### Written request 1
Set down everything from "The Cyber Hymnal" down to "text in Revelation." in the hymn passage below, word for word.

Words: Ina Duley Ogdon (b. Apr. 3, 1872; d. May 18, 1964)
Music: Homer Alvan Rodeheaver (b. Oct. 4, 1880; d. Dec. 18, 1955)

Links:
Wordwise Hymns (Ina Ogdon)
The Cyber Hymnal (Ina Ogdon)
Hymnary.org

Note: In 1934, Ina Ogdon published You Must Open the Door. Mrs. Ogdon and her husband James were both school teachers in Ohio. She wrote many gospel songs as well, including the popular Brighten the Corner Where You Are, which has a touching story behind it. The present song captures the theme of a text in Revelation.

Security devices of all kinds are popular these days–cameras and alarms that can be set up in a home to thwart burglers. When an intruder tries to enter, perhaps lights go on, sirens sound, and the would-be thief’s image is recorded. There may also be an automatic phone call to the security firm. It seems to work. Owning a dog often does too. It’s estimated that houses without some kind of security system are three times more likely to be broken into.

On the other hand, most of us enjoy welcoming family and friends into our home. There’s a humorous welcome mat that, instead of being imprinted with the usual WELCOME, says, “Oh no! Not You Again!” But that’s meant as a joke. We likely look forward to having visitors. We just want to be allowed the right to decide who, and when.

Burglary is an unwanted and unwelcome violation of our space, it involves a forced entry into the place where we want to feel comfortable and safe. It’s the intrusion of someone determined to do us harm in one way or another. Millions of home burglaries occur in North America each year. About a third of them include a physical assault. But even if nothing valuable is taken, and no one’s physically harmed, a break-in can instill fear and anxiety that lingers for a long time.

The word welcome is used several times in the New Testament, translating several different Greek words. One of these (hupodechomai) means to take by the hand, to receive as a guest. For example, we read that when the Lord Jesus came to the town of Bethany, “a certain woman named Martha [the sister of Mary and Lazarus] welcomed Him into her house” (Lk. 10:38). A tax collector named Zacchaeus did the same, and “received Him joyfully” (Lk. 19:6).

### Written request 2
Select each line in the records below that contains the word "cabinet".

(Position annotation records)
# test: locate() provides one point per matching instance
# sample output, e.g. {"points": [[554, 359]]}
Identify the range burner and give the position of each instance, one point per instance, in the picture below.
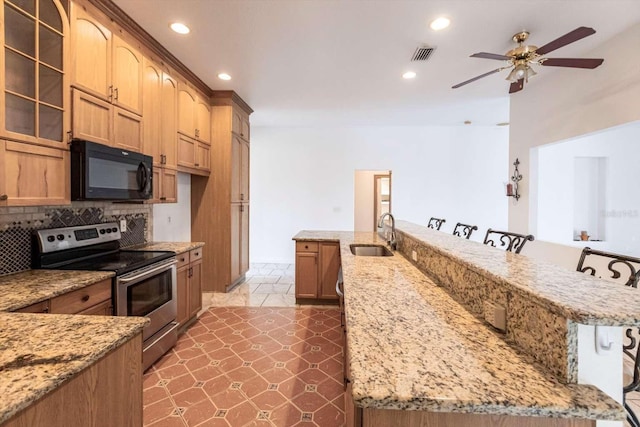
{"points": [[144, 285], [120, 262]]}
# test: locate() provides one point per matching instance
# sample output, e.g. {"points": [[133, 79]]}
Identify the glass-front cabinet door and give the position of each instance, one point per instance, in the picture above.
{"points": [[34, 79]]}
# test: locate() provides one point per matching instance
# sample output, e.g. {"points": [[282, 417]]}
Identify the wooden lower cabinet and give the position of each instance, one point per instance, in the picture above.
{"points": [[107, 393], [317, 266], [189, 292], [91, 300], [33, 175], [390, 417]]}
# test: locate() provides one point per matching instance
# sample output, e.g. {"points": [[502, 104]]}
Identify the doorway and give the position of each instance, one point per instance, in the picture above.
{"points": [[372, 198]]}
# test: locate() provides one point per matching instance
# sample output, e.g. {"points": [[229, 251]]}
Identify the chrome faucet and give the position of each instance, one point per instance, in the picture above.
{"points": [[391, 239]]}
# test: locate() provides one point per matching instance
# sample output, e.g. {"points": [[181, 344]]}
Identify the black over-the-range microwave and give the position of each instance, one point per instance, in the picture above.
{"points": [[99, 172]]}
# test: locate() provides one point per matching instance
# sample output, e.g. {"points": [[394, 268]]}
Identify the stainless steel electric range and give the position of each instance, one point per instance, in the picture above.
{"points": [[144, 285]]}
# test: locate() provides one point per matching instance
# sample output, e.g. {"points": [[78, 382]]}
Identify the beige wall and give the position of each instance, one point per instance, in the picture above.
{"points": [[565, 103]]}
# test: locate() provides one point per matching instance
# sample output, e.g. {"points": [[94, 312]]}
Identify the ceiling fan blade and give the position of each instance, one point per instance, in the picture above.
{"points": [[516, 86], [476, 78], [570, 37], [486, 55], [590, 63]]}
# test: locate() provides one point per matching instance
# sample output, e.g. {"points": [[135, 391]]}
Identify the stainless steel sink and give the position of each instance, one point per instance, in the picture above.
{"points": [[370, 250]]}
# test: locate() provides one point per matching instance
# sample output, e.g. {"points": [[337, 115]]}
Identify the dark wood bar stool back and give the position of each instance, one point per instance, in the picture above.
{"points": [[464, 230], [436, 223], [512, 242], [625, 270]]}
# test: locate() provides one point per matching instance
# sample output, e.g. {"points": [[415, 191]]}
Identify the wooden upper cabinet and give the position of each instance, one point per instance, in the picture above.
{"points": [[90, 54], [186, 111], [127, 76], [34, 103], [104, 65], [169, 120], [203, 121], [240, 124], [239, 169], [33, 175], [151, 109], [194, 115]]}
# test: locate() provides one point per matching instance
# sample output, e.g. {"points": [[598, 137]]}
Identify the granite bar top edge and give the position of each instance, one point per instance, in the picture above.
{"points": [[554, 293], [47, 364], [379, 382], [22, 289], [176, 247]]}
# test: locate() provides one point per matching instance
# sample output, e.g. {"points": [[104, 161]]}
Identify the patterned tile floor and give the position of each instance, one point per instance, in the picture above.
{"points": [[251, 366]]}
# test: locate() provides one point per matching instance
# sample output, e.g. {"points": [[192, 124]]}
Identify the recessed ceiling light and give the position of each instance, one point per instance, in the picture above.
{"points": [[439, 23], [180, 28]]}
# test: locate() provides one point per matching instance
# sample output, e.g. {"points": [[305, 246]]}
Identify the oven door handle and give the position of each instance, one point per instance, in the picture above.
{"points": [[147, 273]]}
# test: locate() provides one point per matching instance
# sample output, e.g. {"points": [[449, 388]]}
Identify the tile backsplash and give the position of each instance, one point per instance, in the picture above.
{"points": [[18, 223]]}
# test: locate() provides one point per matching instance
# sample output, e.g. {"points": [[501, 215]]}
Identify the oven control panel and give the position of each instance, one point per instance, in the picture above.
{"points": [[57, 239]]}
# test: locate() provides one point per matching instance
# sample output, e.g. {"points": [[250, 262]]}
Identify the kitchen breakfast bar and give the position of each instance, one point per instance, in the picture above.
{"points": [[418, 352]]}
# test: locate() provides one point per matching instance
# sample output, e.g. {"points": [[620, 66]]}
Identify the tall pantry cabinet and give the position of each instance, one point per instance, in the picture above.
{"points": [[220, 202]]}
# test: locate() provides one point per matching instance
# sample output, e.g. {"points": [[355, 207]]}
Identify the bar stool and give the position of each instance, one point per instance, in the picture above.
{"points": [[436, 223], [512, 242], [464, 230], [631, 350]]}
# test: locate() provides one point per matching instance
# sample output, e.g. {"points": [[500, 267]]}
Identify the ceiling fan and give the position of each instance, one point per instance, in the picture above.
{"points": [[522, 57]]}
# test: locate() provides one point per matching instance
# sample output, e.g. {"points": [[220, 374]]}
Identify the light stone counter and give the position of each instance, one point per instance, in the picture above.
{"points": [[40, 352], [576, 296], [29, 287], [413, 347], [177, 247]]}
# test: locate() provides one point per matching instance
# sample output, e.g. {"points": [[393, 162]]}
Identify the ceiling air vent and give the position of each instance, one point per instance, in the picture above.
{"points": [[422, 53]]}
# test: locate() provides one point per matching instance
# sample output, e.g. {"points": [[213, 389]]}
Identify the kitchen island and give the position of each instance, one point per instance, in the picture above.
{"points": [[64, 370], [411, 346]]}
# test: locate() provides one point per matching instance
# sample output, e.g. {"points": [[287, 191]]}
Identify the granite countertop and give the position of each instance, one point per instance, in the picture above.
{"points": [[177, 247], [413, 347], [40, 352], [29, 287], [577, 296]]}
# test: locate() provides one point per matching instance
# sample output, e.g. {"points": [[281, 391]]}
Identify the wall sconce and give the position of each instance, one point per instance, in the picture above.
{"points": [[512, 189]]}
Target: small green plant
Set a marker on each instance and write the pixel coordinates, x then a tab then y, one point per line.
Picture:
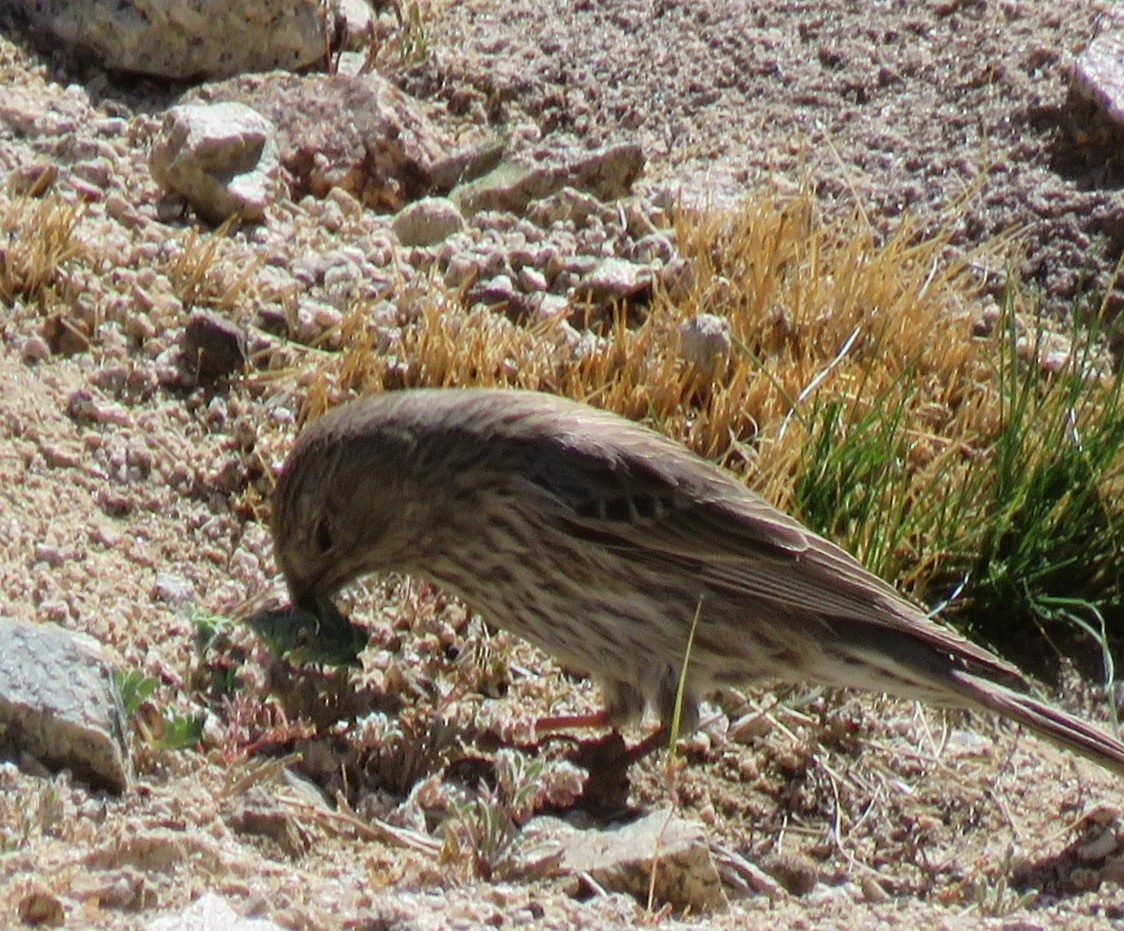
159	726
135	688
488	823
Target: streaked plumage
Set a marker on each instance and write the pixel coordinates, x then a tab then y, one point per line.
599	540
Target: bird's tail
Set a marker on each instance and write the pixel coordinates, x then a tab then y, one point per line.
934	666
1055	725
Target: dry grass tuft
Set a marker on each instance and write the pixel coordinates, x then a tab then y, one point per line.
855	394
37	238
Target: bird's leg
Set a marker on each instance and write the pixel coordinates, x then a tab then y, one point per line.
564	722
597	720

### Full response 1
The Cyber Hymnal (Ina Ogdon)
Hymnary.org

Note: In 1934, Ina Ogdon published You Must Open the Door. Mrs. Ogdon and her husband James were both school teachers in Ohio. She wrote many gospel songs as well, including the popular Brighten the Corner Where You Are, which has a touching story behind it. The present song captures the theme of a text in Revelation.

### Full response 2
Identify the glass-front cabinet door and give the position of each instance, one point per instance, in the picture above.
Identify the wooden lower cabinet and give the position of each instance, one point per instance, in the picture above.
Identify the wooden upper cabinet and give the position of each instance, one point per instance, in the picture above.
Identify the tall pantry cabinet and give the position of each instance, one point per instance, in the picture above.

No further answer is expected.